- _TASK REQUIREMENTS_: Repeat the entries below exactly, missing none.

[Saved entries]
______
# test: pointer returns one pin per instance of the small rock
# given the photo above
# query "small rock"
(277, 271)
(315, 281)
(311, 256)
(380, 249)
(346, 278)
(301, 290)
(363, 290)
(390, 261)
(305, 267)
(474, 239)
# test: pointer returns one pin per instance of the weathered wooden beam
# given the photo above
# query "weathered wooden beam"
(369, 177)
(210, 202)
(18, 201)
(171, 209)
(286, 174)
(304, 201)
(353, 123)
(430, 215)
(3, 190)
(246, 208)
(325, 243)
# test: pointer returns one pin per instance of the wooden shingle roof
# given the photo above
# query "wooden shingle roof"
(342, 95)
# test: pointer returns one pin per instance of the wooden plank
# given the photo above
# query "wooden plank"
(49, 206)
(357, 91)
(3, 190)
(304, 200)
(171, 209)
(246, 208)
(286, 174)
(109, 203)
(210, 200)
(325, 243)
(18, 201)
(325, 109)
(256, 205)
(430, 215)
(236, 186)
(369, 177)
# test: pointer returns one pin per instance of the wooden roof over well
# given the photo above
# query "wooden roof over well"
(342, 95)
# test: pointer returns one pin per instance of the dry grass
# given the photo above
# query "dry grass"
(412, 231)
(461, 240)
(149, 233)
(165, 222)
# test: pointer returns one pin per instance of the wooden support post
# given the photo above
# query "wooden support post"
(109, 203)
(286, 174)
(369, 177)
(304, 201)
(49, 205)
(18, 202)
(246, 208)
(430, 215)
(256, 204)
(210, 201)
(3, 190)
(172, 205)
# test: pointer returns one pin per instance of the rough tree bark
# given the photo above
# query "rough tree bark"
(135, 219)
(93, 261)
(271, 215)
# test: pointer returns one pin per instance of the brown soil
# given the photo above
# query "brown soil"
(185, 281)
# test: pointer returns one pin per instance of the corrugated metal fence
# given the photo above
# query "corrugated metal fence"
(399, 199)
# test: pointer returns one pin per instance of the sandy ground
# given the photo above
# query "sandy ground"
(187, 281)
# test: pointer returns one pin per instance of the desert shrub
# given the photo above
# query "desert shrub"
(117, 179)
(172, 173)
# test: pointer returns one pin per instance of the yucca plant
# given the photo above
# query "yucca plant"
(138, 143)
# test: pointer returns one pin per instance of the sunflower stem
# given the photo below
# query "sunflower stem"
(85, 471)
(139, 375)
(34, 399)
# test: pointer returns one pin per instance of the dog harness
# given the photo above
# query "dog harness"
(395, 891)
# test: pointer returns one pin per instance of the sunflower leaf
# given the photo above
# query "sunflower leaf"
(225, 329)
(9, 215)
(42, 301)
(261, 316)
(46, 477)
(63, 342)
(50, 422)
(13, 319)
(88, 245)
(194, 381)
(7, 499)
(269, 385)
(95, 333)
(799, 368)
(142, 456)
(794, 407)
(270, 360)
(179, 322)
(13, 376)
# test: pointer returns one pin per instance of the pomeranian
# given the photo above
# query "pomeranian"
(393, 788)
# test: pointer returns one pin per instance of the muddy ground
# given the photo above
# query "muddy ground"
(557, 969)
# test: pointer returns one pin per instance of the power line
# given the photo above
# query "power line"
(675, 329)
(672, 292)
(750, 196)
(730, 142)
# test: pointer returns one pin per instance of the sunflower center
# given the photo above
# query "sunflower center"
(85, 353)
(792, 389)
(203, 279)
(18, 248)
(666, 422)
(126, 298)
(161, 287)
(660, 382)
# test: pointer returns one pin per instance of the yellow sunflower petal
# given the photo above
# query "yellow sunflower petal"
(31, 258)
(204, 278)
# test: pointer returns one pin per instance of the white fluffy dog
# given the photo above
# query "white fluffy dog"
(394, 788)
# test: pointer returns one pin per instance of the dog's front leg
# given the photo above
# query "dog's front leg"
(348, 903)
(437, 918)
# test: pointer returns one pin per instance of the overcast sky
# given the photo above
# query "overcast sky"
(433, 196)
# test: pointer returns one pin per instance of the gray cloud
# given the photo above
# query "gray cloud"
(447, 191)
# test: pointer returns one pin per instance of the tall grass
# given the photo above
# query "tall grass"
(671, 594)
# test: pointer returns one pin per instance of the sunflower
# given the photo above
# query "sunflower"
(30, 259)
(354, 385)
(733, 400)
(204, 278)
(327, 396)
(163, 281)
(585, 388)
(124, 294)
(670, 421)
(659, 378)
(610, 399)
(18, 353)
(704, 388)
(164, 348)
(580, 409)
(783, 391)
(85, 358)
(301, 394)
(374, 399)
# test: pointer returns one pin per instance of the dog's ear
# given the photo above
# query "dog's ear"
______
- _TASK RESULT_:
# test: pointer returns one pin per instance of the small rock
# given the photo above
# query "small rock"
(277, 271)
(315, 281)
(311, 256)
(380, 249)
(346, 278)
(301, 290)
(363, 290)
(390, 261)
(305, 267)
(474, 239)
# test: pointer returns one pin per instance of the weathered wooden beam
# given the photo above
# query "weathered wooden beam"
(369, 177)
(210, 202)
(18, 201)
(171, 209)
(286, 174)
(304, 201)
(353, 123)
(430, 215)
(3, 190)
(246, 208)
(325, 243)
# test: pointer returns one pin per instance of the wooden shingle roof
# given the photo above
# query "wooden shingle roof"
(342, 95)
# test: pointer returns one pin per instance of the wooden plank
# given the photo above
# query "wooden plank"
(49, 206)
(357, 91)
(3, 190)
(304, 200)
(171, 209)
(246, 208)
(286, 174)
(109, 203)
(210, 200)
(325, 243)
(18, 201)
(325, 109)
(256, 205)
(430, 215)
(236, 186)
(369, 177)
# test: pointer returns one pin per instance of the wooden roof over well
# given the photo above
# query "wooden roof over well"
(342, 95)
# test: pointer returns one pin per instance of the dry grass
# given the photo above
# query "dry grass"
(412, 231)
(461, 240)
(149, 233)
(165, 222)
# test: pointer returns one pin per instance of the wooden support post
# given the photo above
# query "wooden support post"
(109, 203)
(286, 174)
(369, 177)
(304, 201)
(49, 205)
(18, 202)
(246, 208)
(430, 215)
(256, 204)
(210, 201)
(3, 190)
(172, 205)
# test: pointer returns one pin per instance of the rough tree bark
# given the photo above
# query "rough tree bark"
(135, 219)
(93, 261)
(271, 215)
# test: pointer returns one pin per instance of the brown soil
# given the photo above
# query "brown soil"
(185, 281)
# test: pointer returns one pin per instance of the corrugated metal fence
# given the photo above
# query "corrugated metal fence"
(399, 199)
# test: pointer returns one pin per instance of the sandy ground
# given the photo above
# query "sandy ground"
(187, 281)
# test: pointer returns one pin per instance of the desert shrub
# given the photo above
# query "desert shrub"
(117, 179)
(172, 173)
# test: pointer returns one pin per instance of the yucca plant
# given the photo above
# query "yucca plant"
(138, 143)
# test: pointer returns one pin per instance of the sunflower stem
# given the photo below
# query "sunflower stem"
(85, 471)
(139, 375)
(34, 399)
# test: pointer returns one pin per instance of the dog harness
# given the photo above
# query "dog harness"
(395, 891)
# test: pointer returns one pin per instance of the sunflower leaf
# given the photo above
# query "sunflower leaf"
(225, 329)
(9, 215)
(42, 301)
(261, 316)
(46, 477)
(63, 342)
(50, 422)
(13, 319)
(88, 245)
(194, 381)
(7, 499)
(269, 385)
(95, 333)
(799, 368)
(142, 456)
(794, 407)
(270, 360)
(179, 322)
(13, 376)
# test: pointer returns one pin per instance of the pomeranian
# given the photo above
# query "pomeranian"
(393, 788)
# test: pointer returns one pin per instance of the muddy ground
# given the photo above
# query "muddy ground"
(557, 969)
# test: pointer returns one pin per instance of the power line
# given the photo above
# query "power line"
(675, 329)
(672, 292)
(750, 196)
(730, 142)
# test: pointer returns one pin per instance of the sunflower center
# given the photo above
# query "sunflower center"
(85, 353)
(792, 389)
(203, 279)
(18, 248)
(666, 422)
(126, 298)
(161, 287)
(660, 382)
# test: pointer returns one pin per instance of the yellow sunflower petal
# given the photo above
# query "yellow sunflower petal"
(31, 258)
(204, 278)
# test: pointer returns one pin per instance of the white fluffy dog
# given the photo above
# query "white fluffy dog"
(394, 788)
# test: pointer returns one pin per instance of the dog's front leg
# given the photo above
# query "dog's front leg"
(348, 903)
(437, 918)
# test: pointer returns one pin per instance of the overcast sky
# given the photo above
# query "overcast sky"
(433, 196)
# test: pointer returns one pin per instance of the gray cloud
# given the photo above
# query "gray cloud"
(447, 191)
# test: pointer returns one pin per instance of the tall grass
# given the photo above
# query "tall grass"
(671, 594)
# test: pointer returns one pin per instance of the sunflower
# given the photo above
# query "sunflower"
(30, 259)
(354, 385)
(733, 400)
(204, 278)
(327, 396)
(163, 281)
(585, 388)
(124, 294)
(670, 421)
(659, 378)
(610, 399)
(18, 353)
(704, 388)
(164, 348)
(580, 409)
(783, 391)
(85, 358)
(301, 394)
(374, 399)
# test: pointer returns one pin per instance of the dog's ear
# given the photo above
# query "dog's ear"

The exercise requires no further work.